**DATA IN THIS EXERCISE**
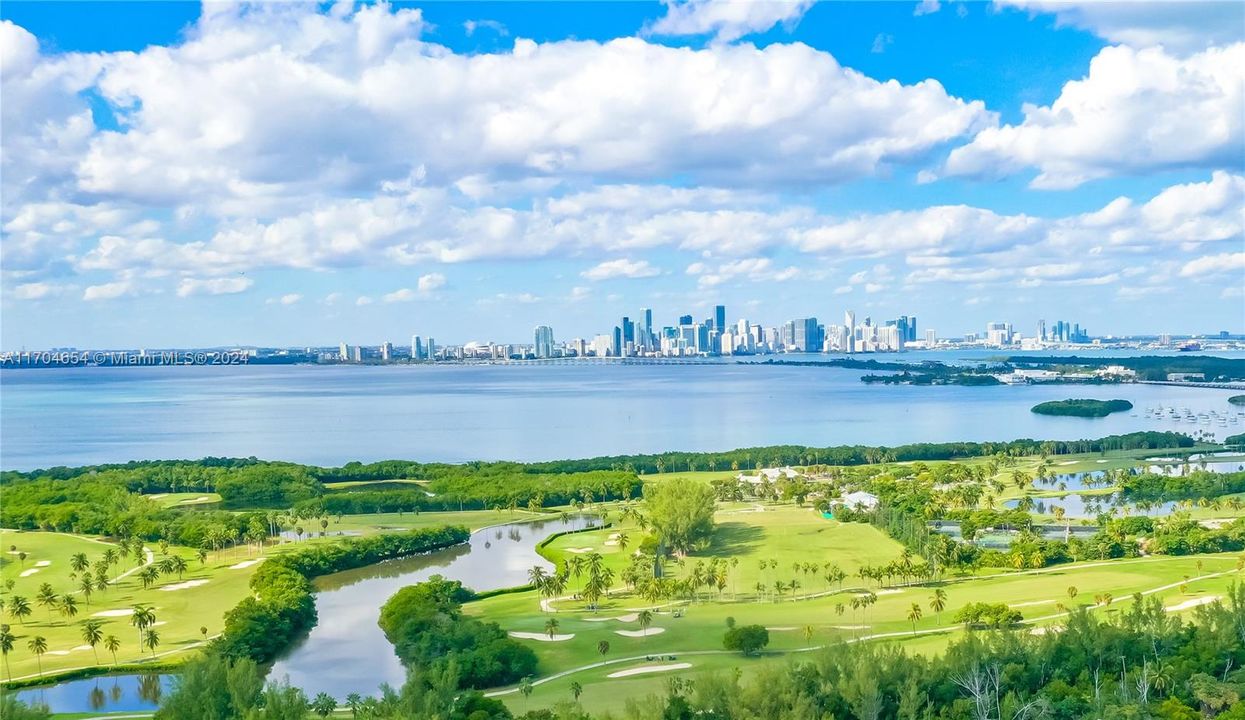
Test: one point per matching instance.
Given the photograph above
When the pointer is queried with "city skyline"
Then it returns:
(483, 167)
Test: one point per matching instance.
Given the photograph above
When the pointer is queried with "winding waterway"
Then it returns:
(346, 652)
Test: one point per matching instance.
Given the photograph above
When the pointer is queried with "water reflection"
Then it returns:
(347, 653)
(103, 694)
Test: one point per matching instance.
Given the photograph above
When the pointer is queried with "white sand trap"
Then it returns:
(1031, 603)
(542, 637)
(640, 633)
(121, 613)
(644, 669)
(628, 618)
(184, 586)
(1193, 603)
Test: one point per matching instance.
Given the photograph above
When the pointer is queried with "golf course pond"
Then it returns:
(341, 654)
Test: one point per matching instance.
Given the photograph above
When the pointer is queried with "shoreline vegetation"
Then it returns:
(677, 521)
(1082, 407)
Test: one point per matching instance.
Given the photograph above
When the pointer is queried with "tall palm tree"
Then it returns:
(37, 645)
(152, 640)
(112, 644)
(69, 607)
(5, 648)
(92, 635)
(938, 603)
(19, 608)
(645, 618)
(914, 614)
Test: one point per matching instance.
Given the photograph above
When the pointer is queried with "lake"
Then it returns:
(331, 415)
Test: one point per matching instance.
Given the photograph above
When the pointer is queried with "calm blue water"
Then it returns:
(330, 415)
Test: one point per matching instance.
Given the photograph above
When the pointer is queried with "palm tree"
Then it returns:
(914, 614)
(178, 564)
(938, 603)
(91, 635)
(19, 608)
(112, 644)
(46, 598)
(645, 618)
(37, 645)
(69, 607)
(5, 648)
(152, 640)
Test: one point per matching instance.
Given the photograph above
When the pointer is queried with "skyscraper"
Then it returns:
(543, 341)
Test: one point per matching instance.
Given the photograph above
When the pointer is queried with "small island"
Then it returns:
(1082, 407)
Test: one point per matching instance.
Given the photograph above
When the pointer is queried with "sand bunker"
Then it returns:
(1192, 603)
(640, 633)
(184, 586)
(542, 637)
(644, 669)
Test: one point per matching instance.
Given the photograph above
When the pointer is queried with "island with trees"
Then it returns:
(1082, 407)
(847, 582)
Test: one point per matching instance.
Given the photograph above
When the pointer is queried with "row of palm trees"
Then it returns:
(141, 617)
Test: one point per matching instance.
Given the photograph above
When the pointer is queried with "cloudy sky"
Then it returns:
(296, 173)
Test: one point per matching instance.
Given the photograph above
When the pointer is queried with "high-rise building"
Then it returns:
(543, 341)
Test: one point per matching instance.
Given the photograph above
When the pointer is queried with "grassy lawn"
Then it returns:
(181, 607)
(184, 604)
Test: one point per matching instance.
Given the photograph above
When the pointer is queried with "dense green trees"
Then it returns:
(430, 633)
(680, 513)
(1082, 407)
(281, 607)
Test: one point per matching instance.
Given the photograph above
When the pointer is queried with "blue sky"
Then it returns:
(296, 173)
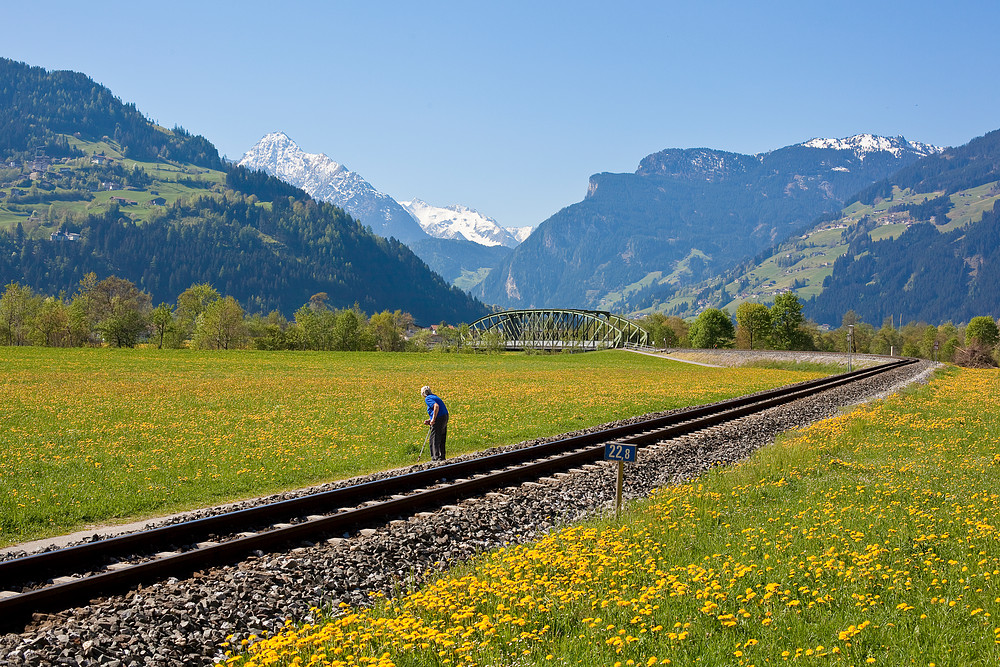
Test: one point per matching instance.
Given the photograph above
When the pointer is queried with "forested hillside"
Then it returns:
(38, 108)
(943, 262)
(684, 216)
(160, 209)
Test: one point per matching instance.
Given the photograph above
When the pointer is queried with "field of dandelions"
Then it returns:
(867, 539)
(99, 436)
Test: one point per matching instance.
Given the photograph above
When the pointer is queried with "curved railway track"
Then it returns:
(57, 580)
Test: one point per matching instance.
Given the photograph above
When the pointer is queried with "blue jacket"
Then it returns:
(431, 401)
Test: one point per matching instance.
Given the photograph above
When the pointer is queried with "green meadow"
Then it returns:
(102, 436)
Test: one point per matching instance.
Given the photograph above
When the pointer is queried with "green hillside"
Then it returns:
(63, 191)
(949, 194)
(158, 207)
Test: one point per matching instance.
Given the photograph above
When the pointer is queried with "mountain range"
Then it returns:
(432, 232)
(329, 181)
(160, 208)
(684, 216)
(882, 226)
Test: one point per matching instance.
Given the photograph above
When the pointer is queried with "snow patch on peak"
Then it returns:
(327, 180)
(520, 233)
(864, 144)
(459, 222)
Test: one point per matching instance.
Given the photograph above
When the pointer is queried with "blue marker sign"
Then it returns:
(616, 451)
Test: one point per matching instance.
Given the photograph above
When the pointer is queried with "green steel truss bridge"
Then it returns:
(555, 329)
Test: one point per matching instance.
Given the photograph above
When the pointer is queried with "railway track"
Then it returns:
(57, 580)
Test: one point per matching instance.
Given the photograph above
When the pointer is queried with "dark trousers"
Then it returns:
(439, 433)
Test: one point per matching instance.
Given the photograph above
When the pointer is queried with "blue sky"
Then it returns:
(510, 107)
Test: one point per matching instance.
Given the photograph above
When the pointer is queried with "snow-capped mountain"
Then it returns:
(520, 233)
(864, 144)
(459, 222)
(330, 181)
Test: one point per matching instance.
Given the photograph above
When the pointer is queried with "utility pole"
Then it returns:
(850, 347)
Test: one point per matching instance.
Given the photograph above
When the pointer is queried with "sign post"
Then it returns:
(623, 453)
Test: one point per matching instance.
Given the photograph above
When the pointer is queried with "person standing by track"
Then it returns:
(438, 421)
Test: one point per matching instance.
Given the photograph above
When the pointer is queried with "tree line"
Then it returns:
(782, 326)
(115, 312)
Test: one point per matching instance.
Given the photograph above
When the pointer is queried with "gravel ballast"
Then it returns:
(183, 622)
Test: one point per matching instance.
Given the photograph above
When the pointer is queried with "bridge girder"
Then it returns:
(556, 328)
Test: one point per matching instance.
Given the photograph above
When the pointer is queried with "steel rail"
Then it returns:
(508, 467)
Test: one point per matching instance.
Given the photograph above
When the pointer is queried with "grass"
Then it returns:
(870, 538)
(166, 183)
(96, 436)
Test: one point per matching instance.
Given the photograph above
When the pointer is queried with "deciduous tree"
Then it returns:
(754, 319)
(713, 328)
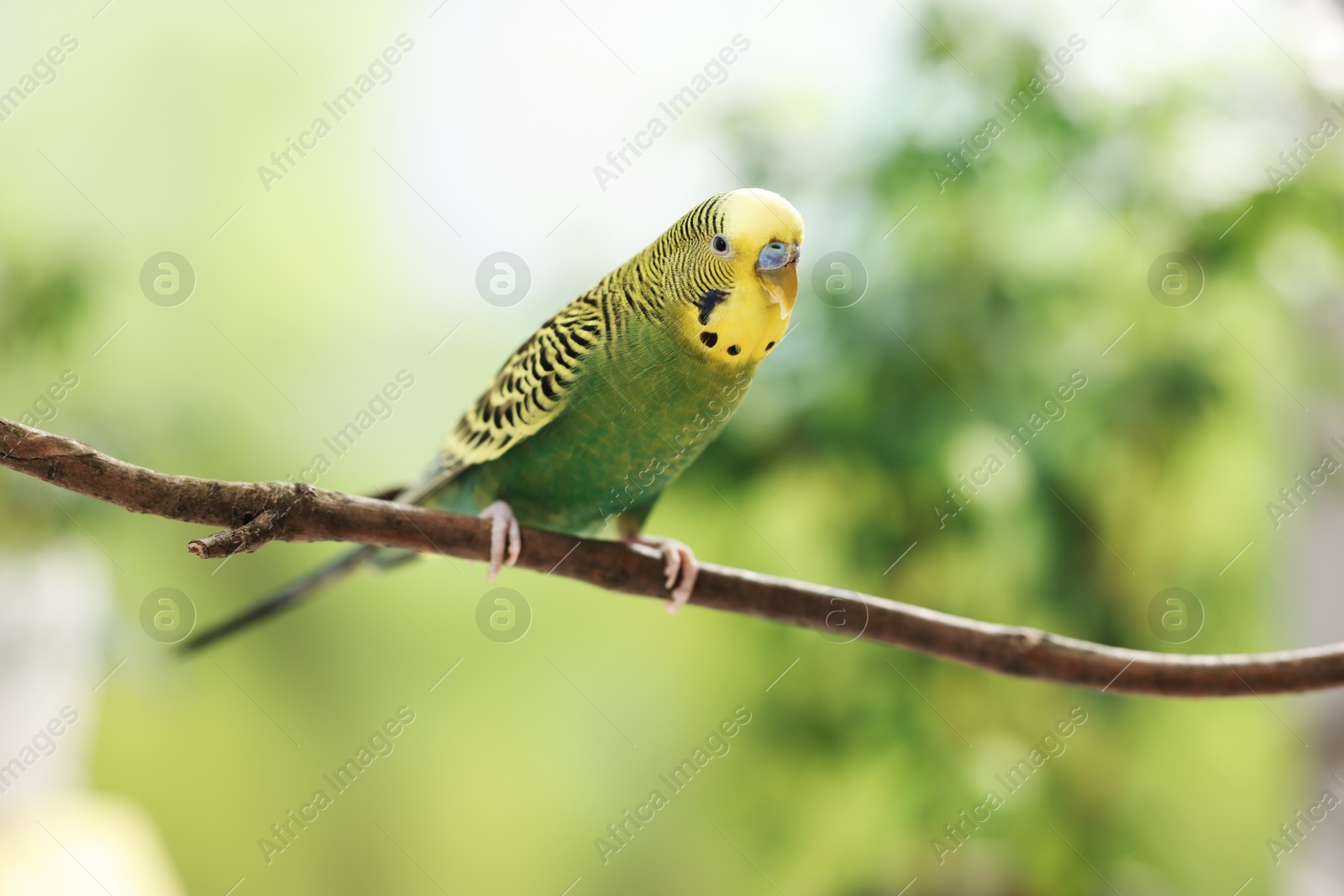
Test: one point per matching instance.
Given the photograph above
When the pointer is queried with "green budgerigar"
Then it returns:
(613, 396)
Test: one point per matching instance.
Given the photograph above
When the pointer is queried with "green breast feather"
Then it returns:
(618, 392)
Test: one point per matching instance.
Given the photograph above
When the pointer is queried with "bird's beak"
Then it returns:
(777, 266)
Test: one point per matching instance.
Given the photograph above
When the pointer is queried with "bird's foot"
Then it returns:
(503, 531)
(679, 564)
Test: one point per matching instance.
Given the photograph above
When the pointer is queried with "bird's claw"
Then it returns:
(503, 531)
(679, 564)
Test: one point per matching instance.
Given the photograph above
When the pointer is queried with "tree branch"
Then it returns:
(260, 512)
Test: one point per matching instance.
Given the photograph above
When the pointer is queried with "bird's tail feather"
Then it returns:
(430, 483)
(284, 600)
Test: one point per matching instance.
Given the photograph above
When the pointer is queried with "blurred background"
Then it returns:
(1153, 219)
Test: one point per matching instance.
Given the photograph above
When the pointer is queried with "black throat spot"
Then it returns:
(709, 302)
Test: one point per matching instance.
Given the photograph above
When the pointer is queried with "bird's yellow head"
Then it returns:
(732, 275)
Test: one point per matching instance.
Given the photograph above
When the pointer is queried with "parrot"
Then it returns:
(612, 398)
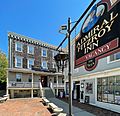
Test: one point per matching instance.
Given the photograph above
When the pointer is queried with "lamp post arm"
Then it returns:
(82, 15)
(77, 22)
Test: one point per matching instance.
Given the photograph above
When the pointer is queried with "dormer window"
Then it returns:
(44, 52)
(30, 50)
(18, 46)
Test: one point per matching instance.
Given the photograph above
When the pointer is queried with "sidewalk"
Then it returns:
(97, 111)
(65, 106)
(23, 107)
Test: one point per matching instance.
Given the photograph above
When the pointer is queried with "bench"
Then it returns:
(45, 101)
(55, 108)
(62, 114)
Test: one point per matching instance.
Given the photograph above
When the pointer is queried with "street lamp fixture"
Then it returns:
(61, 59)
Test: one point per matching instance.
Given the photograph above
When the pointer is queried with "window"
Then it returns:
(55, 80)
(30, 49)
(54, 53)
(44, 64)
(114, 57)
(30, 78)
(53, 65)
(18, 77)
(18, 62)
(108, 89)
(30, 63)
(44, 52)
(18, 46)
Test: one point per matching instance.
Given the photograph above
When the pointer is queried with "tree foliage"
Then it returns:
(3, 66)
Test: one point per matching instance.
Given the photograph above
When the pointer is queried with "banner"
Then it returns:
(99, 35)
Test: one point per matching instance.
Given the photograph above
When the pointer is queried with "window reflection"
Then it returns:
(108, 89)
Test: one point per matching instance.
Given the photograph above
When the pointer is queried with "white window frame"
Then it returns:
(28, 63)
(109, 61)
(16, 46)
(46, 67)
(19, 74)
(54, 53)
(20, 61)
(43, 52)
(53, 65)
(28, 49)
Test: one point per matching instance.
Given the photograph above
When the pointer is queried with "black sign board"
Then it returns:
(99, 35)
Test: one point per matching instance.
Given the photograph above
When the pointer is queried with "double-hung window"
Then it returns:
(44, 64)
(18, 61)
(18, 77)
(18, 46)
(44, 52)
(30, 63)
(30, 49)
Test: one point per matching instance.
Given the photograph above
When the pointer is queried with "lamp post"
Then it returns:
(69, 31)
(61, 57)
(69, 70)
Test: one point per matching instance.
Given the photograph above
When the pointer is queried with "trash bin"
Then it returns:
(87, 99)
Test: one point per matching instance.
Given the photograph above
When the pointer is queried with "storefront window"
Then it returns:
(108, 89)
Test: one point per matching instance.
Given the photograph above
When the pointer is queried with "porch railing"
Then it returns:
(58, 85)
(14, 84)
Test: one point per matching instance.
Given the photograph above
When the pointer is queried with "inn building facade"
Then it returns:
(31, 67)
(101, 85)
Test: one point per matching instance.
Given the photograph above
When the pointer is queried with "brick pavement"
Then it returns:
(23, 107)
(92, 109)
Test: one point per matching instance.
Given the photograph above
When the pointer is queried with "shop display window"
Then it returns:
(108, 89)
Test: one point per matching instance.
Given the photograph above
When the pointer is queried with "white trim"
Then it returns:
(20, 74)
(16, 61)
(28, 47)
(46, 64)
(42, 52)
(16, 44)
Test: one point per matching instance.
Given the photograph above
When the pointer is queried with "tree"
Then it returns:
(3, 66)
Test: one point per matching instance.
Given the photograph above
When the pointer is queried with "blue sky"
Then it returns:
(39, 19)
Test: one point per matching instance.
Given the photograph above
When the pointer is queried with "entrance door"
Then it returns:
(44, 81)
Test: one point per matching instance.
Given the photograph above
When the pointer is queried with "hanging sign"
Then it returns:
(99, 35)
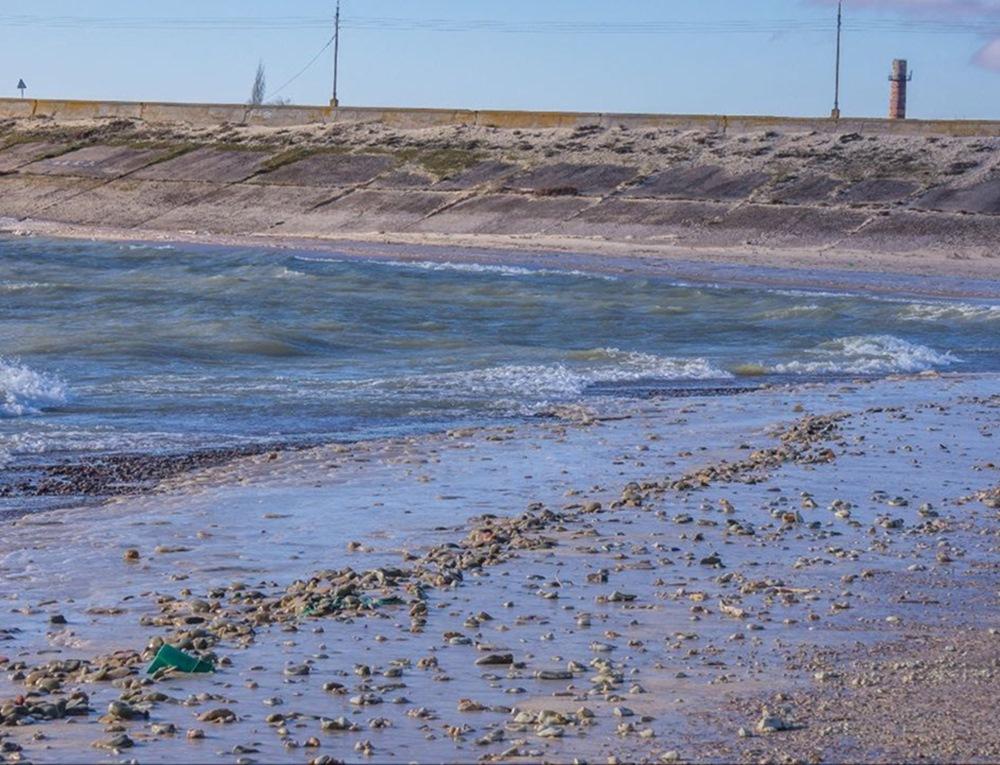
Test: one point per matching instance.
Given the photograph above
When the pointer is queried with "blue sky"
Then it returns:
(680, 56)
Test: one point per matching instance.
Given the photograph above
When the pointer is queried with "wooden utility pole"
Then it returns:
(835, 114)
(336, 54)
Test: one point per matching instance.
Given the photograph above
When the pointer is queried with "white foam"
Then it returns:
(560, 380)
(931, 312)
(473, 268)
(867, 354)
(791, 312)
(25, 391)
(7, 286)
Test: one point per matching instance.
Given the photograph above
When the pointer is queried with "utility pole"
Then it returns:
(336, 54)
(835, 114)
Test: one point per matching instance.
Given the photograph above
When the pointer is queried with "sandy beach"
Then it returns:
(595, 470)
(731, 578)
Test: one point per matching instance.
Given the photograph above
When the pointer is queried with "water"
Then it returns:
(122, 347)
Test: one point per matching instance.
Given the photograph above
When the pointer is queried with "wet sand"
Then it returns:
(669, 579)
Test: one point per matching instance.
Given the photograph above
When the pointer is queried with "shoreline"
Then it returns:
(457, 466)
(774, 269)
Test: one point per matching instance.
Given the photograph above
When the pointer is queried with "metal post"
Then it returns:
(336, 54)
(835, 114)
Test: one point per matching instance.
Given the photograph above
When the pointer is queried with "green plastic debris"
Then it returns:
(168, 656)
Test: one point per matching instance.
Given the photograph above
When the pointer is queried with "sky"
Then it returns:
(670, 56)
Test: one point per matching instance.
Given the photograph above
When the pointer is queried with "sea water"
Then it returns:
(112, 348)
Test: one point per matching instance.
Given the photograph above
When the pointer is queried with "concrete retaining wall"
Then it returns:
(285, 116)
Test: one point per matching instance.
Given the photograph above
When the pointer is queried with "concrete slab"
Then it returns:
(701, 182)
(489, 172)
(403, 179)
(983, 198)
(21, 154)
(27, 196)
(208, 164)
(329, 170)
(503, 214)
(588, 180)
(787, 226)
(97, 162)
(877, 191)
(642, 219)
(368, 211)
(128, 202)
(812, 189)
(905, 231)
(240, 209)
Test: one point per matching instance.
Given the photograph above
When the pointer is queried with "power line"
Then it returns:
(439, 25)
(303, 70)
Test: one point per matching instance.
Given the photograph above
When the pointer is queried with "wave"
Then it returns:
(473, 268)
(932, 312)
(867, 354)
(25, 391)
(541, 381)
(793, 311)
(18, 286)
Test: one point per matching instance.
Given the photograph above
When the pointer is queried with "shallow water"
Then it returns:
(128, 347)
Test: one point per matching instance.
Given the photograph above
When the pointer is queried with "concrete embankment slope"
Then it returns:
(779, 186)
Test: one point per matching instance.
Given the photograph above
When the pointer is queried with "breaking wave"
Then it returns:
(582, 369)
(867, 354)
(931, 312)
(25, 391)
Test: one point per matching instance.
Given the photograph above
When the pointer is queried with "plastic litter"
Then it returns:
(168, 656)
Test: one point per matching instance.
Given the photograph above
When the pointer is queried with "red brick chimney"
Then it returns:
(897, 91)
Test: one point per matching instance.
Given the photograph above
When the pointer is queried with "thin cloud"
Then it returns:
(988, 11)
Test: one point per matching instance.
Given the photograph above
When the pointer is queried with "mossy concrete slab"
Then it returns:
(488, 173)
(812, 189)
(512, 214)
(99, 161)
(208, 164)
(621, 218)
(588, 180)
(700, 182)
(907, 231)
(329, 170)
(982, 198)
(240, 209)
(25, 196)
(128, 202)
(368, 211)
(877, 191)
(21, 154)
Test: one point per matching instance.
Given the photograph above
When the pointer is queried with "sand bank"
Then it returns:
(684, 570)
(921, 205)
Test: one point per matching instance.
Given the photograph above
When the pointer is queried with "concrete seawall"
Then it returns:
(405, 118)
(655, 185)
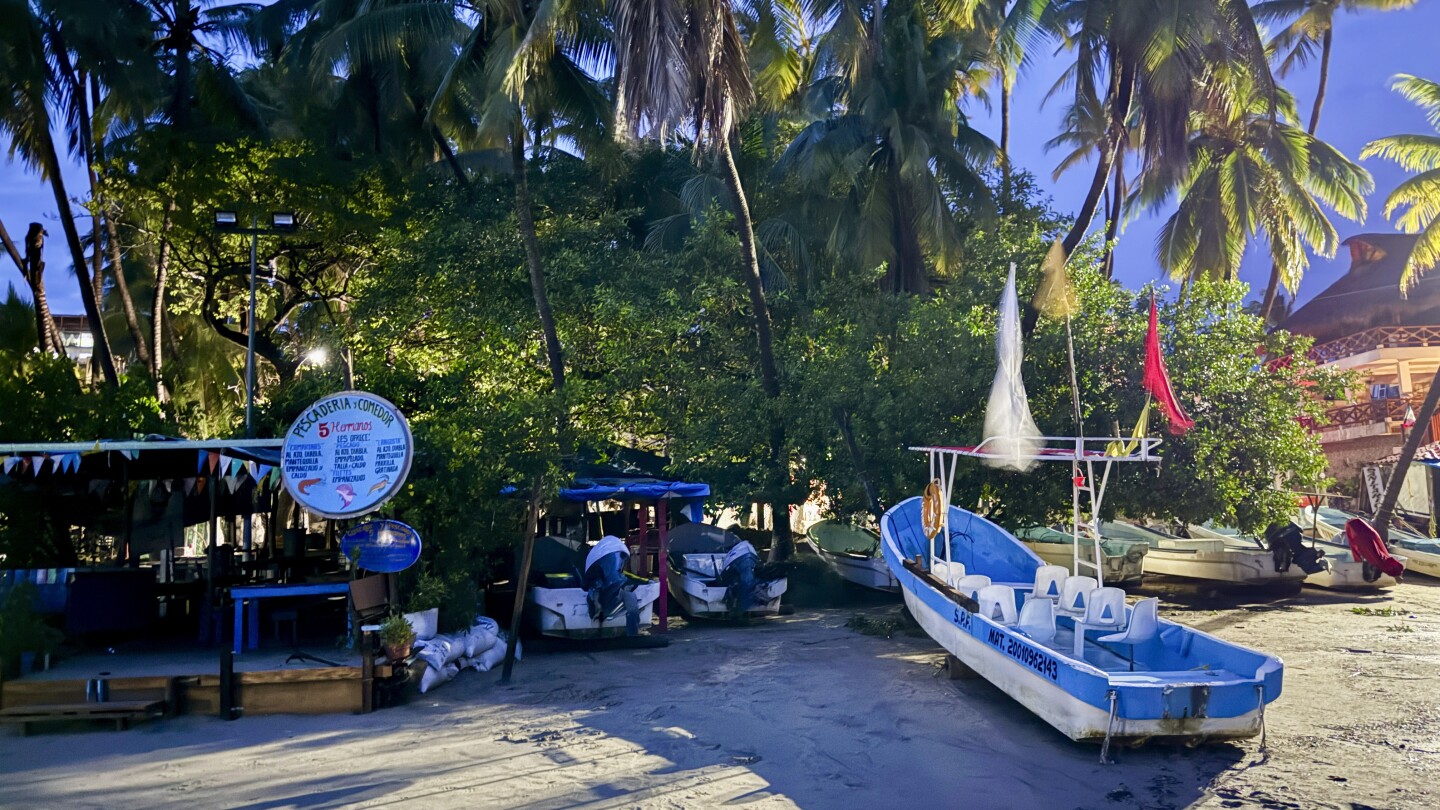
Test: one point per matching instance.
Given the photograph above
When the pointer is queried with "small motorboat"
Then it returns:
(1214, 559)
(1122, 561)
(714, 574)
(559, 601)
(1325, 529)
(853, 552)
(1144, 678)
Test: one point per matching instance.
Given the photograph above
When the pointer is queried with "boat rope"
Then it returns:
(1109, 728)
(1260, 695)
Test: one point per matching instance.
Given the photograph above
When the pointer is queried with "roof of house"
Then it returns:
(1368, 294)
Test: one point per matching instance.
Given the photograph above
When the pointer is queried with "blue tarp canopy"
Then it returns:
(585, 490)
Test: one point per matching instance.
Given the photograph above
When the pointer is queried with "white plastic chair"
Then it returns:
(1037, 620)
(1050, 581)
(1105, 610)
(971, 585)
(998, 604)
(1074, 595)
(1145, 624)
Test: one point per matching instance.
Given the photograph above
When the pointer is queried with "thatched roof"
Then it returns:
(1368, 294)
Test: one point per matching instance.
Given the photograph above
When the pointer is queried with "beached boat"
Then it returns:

**DESCRIPTION OF THE TASK**
How many lines in the entries above include the string "shoreline"? Please answer with that number and nothing more.

**THE COMPLETED TASK**
2